## Records for the task:
- - - - -
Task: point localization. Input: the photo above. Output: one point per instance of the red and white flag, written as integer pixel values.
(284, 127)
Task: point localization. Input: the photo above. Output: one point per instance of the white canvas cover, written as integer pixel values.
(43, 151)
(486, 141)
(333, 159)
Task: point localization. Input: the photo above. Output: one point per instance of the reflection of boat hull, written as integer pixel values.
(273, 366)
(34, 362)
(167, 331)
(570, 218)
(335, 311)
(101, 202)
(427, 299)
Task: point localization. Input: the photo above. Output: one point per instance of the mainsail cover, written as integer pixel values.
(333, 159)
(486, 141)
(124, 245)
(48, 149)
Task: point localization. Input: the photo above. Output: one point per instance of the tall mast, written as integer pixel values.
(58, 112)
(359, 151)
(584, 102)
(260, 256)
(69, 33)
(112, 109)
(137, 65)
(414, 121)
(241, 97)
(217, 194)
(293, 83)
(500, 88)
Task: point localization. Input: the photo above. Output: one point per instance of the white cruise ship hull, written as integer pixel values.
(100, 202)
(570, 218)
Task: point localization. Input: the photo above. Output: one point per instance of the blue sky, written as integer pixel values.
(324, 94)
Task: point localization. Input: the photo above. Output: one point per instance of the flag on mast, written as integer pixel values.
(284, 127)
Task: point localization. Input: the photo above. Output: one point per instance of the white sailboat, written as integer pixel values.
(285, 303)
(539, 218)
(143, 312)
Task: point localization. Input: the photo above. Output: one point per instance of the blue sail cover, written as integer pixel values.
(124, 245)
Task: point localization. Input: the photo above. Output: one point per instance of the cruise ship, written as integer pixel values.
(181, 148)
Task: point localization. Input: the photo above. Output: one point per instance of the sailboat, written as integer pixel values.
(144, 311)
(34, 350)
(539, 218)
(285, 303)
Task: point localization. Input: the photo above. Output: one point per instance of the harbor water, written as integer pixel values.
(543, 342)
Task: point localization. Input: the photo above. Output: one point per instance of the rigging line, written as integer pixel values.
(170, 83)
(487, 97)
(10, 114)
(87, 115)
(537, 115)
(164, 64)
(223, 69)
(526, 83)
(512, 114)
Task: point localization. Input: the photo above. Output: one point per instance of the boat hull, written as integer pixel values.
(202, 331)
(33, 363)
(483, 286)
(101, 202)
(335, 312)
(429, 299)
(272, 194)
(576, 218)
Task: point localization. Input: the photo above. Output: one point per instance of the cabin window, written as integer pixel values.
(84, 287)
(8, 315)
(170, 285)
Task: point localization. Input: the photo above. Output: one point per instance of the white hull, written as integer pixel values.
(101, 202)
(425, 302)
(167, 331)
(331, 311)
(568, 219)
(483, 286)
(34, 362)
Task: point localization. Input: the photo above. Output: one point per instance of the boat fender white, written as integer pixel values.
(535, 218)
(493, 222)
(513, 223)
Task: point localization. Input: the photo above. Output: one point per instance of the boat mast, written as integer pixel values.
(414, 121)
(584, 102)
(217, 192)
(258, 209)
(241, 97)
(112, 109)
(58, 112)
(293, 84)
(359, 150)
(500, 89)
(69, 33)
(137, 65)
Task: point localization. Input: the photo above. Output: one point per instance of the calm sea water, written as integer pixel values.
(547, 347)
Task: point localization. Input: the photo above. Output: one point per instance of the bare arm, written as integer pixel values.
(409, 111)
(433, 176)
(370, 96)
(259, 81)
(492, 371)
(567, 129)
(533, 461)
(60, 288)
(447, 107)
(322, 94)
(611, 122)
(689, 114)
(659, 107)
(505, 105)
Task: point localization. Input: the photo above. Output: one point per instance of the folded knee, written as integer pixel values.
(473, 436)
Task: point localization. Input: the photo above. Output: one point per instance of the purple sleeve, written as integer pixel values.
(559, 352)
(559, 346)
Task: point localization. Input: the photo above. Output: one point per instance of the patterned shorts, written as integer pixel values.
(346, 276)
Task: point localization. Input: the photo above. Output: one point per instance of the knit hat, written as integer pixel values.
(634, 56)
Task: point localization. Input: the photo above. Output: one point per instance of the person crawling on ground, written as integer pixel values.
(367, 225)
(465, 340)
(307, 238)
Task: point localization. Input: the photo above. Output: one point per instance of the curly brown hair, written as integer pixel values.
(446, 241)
- - - - -
## What the exercise asks:
Restate the final lines of the listing above word for word, beginning at the line that contains "boat mast, written as integer pixel values.".

## Output of the exercise:
Task: point localization. Input: the photo above. Output: one point per instance of the boat mast, written as integer pixel values.
(414, 121)
(584, 102)
(217, 192)
(258, 209)
(241, 97)
(112, 109)
(58, 112)
(293, 84)
(359, 150)
(500, 89)
(69, 33)
(137, 65)
Task: point localization. Input: the photo above. Output: one point per instance of the calm sea water, written as integer pixel values.
(547, 347)
Task: point localization. Input: the photo above. Output: one point per instance of the bare arm, written as integer pixel values.
(409, 111)
(433, 176)
(370, 96)
(259, 81)
(492, 371)
(567, 129)
(533, 461)
(60, 288)
(447, 107)
(322, 94)
(611, 122)
(689, 114)
(659, 107)
(505, 105)
Task: point localization. Input: the photo above. Output: one point per instance of the folded knee, written as integer pixel values.
(473, 436)
Task: point localization. Input: the photo above. Output: one point per instance of the purple sleeve, written as integer pixel values.
(559, 352)
(559, 346)
Task: point localization. Input: the photo above. Output: one point per instance of the patterned shorts, written as integer pixel values.
(346, 276)
Task: point localization. Input: the photo above. Output: one point per instance of the knit hat, written as integer pixel values.
(634, 56)
Task: point localization. Input: the photo above. Output: one point per instance of the person crawling on ground, written as integer pixel values.
(367, 225)
(465, 340)
(307, 238)
Task: point localization. Input: the photo above. Output: one point per instance of the curly brown hair, written as integer pixel values.
(446, 241)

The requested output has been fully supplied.